:: What this exercise asks ::
(1) In the patch review page, who marked 21 inline comments as done?
(2) In the patch review page, revise the passage starting at "ZarkoCA marked 21" and ending at "are right justified.", replacing "inline" with "review".
(3) Does each statement agree with the patch review page? Answer yes or no and quote the words that decide it. (a) The comment concerns line 7010 of PPCISelLowering.cpp. (b) The updated suggestion says objects are right-justified because AIX is little-endian. (c) The reviewer says that in Power ISA the term word means 8 bytes.

:: Page excerpt ::
•••••
[PATCH] D74225: [AIX] Implement formal arguments passed in stack memory

Thu Feb 27 17:41:26 PST 2020

ZarkoCA marked 21 inline comments as done.
ZarkoCA added inline comments.

================
Comment at: llvm/lib/Target/PowerPC/PPCISelLowering.cpp:7010
+      int CurArgOffset = VA.getLocMemOffset();
+      // Objects in AIX are right justified.
+      if (ArgSize < ObjSize)
----------------
cebowleratibm wrote:
> cebowleratibm wrote:
> > cebowleratibm wrote:
> > > suggest:
> > > 
> > > // AIX objects are right justified because they are word written to stack memory from their register image.
> > > 
> > updated suggestion:
> > 
> > // Objects are right-justified because AIX is big-endian.
> > 
> > I tend to avoid the use of the term word because in Power ISA it means 4 bytes.  To others it means PtrByteSize.
> I don't see the updated comment reflected in the current patch.  I still see:
> 
>     // AIX objects are right justified because they are word written to stack
>     // memory from their register image.
•••••
:: Record extracts ::
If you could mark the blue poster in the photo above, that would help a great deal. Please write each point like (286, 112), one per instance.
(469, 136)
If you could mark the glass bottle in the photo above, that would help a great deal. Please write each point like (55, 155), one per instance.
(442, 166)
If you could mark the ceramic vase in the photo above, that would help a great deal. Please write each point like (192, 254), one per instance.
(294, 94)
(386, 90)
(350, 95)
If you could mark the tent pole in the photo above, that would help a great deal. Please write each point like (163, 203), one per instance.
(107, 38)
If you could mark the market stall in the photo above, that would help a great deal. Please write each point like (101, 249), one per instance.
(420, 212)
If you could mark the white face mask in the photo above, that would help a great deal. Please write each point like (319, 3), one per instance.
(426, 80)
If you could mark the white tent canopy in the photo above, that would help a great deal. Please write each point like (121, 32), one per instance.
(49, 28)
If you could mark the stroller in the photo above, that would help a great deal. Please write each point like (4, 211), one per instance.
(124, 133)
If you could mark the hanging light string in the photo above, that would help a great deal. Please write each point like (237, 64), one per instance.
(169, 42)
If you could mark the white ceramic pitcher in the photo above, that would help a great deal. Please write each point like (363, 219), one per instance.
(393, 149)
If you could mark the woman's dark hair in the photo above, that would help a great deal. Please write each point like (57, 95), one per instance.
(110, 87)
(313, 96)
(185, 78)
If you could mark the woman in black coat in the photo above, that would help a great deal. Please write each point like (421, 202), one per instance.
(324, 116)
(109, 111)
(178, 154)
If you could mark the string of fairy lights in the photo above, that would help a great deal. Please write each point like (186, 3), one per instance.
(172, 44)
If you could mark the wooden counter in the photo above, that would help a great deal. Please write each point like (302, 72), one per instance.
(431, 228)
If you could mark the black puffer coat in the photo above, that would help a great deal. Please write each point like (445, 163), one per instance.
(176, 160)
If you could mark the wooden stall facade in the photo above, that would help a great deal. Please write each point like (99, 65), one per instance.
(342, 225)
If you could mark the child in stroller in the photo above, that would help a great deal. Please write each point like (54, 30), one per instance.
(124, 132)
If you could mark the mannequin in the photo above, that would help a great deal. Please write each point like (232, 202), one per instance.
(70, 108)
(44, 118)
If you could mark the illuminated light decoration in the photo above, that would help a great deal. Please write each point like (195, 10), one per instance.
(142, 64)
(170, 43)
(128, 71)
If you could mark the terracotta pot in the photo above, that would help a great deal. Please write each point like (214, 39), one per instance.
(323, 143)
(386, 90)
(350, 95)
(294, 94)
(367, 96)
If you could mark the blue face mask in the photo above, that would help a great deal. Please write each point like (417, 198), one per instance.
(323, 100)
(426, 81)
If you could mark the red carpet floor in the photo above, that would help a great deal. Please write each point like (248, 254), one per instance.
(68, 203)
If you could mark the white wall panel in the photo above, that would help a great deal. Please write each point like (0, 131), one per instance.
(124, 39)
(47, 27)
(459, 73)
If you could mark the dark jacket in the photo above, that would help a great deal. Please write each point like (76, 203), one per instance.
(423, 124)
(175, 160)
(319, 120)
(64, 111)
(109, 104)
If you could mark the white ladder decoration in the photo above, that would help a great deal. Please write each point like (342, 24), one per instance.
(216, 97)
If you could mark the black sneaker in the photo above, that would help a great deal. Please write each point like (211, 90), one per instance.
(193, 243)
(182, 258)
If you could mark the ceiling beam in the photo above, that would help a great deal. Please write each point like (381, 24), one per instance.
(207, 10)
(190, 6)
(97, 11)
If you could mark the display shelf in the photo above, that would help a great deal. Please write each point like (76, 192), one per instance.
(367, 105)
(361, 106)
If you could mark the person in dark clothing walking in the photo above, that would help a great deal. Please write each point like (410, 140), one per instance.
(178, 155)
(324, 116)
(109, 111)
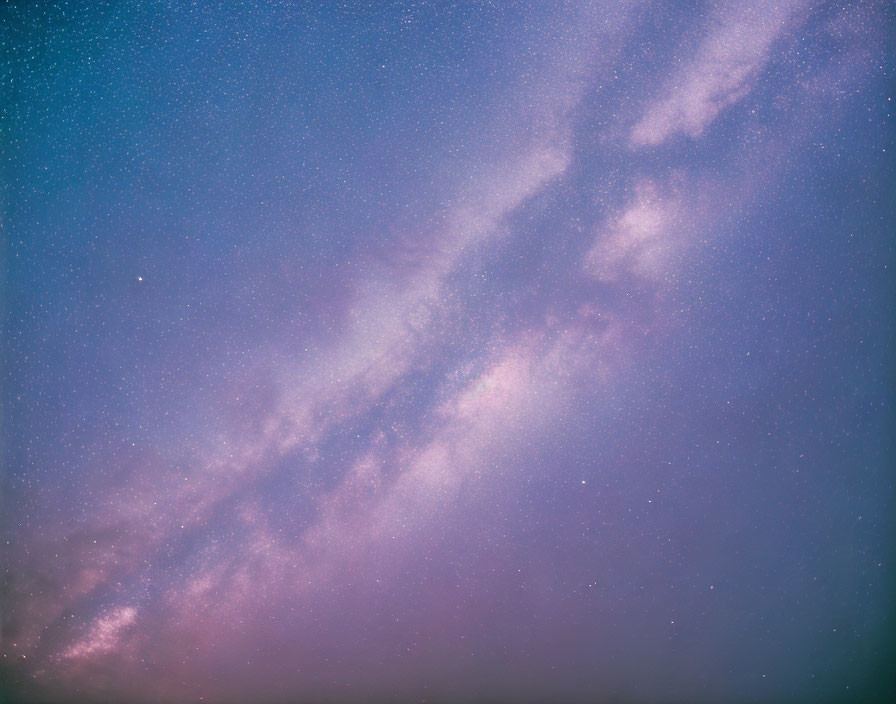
•••••
:: Response list ::
(1) ZarkoCA

(2)
ZarkoCA marked 21 review comments as done.
ZarkoCA added review comments.

================
Comment at: llvm/lib/Target/PowerPC/PPCISelLowering.cpp:7010
+      int CurArgOffset = VA.getLocMemOffset();
+      // Objects in AIX are right justified.

(3)
(a) Yes: "Comment at: llvm/lib/Target/PowerPC/PPCISelLowering.cpp:7010"
(b) No: "// Objects are right-justified because AIX is big-endian."
(c) No: "in Power ISA it means 4 bytes"